• _PROVIDED ENTRIES_
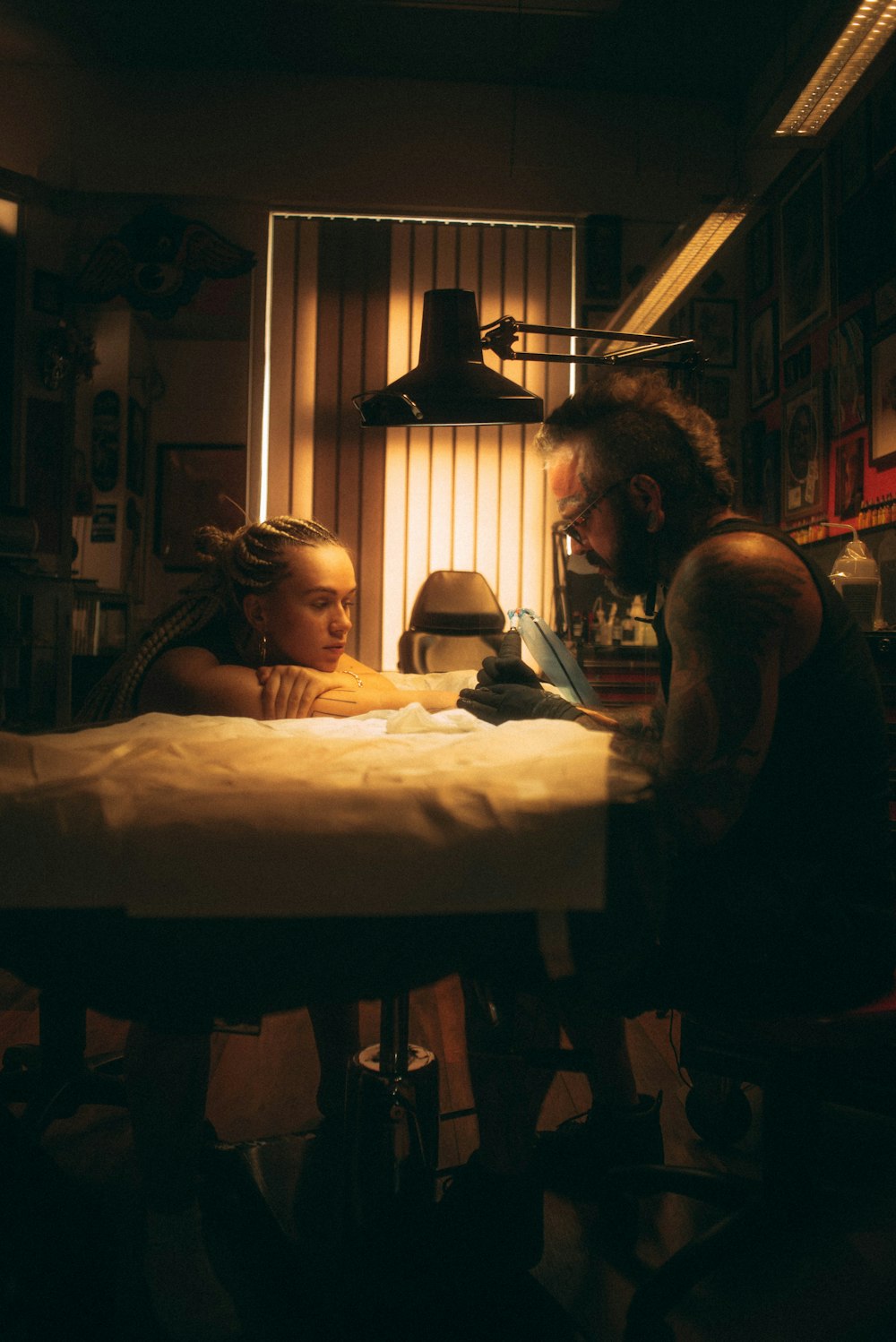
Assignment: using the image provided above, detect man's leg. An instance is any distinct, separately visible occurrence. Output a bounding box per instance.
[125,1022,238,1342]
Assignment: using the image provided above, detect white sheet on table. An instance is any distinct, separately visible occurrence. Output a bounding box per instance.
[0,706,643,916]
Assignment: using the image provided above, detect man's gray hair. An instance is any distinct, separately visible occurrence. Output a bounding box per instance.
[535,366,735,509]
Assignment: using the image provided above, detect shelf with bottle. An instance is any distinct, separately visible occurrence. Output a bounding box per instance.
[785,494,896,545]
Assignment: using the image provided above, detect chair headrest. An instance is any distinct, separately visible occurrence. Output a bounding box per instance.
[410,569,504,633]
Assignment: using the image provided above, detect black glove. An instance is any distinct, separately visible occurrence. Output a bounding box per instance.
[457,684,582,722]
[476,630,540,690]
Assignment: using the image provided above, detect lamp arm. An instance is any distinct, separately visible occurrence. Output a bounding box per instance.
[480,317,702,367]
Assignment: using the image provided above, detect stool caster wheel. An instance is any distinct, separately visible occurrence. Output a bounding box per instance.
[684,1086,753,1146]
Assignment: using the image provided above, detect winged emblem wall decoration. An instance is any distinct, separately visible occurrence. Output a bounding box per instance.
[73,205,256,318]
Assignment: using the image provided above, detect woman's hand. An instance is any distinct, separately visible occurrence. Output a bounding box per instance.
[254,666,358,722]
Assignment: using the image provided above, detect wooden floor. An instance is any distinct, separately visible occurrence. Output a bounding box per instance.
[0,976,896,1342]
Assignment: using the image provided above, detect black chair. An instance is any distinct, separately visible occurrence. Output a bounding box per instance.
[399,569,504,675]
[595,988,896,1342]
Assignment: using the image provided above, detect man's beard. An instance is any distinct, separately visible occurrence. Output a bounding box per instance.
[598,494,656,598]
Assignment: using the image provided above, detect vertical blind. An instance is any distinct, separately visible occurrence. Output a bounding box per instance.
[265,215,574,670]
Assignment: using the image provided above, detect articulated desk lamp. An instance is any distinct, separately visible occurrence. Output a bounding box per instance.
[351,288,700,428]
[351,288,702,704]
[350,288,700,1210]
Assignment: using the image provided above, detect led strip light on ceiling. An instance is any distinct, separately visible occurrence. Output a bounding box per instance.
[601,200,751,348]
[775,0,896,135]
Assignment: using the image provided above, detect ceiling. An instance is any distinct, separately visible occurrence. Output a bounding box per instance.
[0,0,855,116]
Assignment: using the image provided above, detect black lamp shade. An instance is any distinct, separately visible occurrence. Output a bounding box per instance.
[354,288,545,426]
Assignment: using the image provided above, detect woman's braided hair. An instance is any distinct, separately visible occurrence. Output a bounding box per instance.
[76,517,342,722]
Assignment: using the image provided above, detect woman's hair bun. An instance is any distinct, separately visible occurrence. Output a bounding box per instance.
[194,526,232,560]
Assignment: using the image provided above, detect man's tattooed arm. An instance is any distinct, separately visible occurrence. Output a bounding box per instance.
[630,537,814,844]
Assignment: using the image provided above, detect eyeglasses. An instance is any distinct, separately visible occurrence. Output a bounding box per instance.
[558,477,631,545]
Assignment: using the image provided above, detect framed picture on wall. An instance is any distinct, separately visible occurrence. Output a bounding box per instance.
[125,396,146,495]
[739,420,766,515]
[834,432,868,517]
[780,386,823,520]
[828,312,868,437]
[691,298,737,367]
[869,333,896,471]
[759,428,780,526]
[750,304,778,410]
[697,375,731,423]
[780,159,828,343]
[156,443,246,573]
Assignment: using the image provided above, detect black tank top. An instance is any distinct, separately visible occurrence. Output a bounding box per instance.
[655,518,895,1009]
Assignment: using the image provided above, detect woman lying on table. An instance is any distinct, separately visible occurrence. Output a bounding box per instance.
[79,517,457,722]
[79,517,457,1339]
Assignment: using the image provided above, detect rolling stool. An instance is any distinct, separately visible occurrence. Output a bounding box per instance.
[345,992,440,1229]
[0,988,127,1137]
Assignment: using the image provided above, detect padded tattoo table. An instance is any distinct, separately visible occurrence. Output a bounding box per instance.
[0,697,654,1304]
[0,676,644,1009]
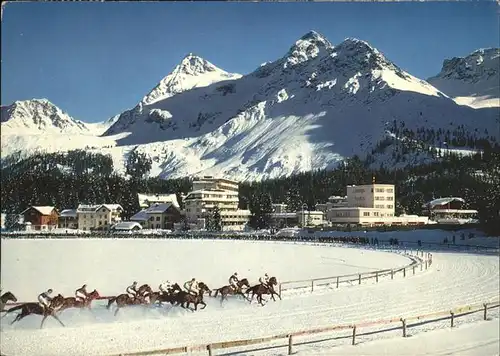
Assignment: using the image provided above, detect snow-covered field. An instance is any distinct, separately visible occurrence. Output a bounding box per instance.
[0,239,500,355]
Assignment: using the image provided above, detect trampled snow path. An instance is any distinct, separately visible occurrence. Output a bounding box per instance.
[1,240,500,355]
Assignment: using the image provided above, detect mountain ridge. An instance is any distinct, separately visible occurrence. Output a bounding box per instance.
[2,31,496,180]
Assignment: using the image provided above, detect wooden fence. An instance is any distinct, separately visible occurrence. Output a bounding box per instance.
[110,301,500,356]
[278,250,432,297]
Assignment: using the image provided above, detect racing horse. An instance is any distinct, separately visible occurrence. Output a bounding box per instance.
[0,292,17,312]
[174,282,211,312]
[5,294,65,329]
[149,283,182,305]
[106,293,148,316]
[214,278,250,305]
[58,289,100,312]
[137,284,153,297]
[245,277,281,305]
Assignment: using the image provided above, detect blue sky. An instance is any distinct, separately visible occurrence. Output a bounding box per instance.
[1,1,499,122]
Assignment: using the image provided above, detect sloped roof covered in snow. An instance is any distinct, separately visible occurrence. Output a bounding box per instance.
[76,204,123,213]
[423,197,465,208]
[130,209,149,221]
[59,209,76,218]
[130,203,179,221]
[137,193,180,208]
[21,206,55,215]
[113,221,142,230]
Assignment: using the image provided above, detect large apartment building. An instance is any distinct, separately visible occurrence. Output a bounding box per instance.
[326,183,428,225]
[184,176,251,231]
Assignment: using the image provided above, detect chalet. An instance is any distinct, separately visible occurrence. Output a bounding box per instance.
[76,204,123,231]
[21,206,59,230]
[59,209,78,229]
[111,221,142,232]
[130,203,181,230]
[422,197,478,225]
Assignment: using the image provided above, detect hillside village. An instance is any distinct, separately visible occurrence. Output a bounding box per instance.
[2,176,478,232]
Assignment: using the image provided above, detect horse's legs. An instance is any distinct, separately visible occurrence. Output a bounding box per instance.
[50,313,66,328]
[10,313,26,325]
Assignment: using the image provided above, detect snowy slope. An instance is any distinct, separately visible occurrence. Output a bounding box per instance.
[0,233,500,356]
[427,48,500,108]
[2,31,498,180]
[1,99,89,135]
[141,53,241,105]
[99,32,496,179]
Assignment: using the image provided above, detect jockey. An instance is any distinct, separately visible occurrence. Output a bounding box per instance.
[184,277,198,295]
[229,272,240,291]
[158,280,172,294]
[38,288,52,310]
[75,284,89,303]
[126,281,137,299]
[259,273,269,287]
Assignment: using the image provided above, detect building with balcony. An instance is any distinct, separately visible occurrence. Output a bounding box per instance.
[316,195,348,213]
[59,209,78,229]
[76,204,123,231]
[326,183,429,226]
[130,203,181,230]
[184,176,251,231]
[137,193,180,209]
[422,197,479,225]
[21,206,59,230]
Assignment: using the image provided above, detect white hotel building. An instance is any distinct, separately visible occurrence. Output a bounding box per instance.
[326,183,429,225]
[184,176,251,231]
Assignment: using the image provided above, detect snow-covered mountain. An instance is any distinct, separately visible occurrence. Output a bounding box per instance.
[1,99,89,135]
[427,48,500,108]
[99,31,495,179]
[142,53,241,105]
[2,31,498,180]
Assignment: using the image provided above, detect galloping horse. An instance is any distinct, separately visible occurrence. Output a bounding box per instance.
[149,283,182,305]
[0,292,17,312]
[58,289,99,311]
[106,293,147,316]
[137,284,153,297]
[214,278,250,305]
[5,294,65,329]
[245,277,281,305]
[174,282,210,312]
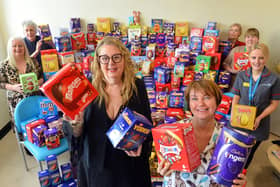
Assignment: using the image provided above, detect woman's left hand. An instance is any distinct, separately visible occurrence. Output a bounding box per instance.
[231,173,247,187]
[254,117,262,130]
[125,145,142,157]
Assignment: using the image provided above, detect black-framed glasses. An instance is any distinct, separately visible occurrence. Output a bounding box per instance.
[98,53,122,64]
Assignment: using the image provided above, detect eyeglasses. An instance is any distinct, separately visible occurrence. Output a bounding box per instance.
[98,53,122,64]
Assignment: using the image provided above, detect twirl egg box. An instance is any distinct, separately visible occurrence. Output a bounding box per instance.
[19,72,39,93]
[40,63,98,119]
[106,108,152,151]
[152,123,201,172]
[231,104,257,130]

• _EXERCISE_
Could you copy every line from the one containing "Assignment: using the image provided above, detect black chair." through the one containing "[598,494,656,598]", raising each bounding-box coordinate by 67 and leaving all other text unchanged?

• _THE REPLY_
Assignment: using the image provided above, detect black chair. An instance is any distinct, separately visible occurrence. Output a bounding box per instance.
[466,636,571,742]
[662,1055,963,1409]
Assignment: using the image provided above, detect man's beard. An instance is any distinct, separately visible occurrence. Output a bounding box per instance.
[665,561,723,665]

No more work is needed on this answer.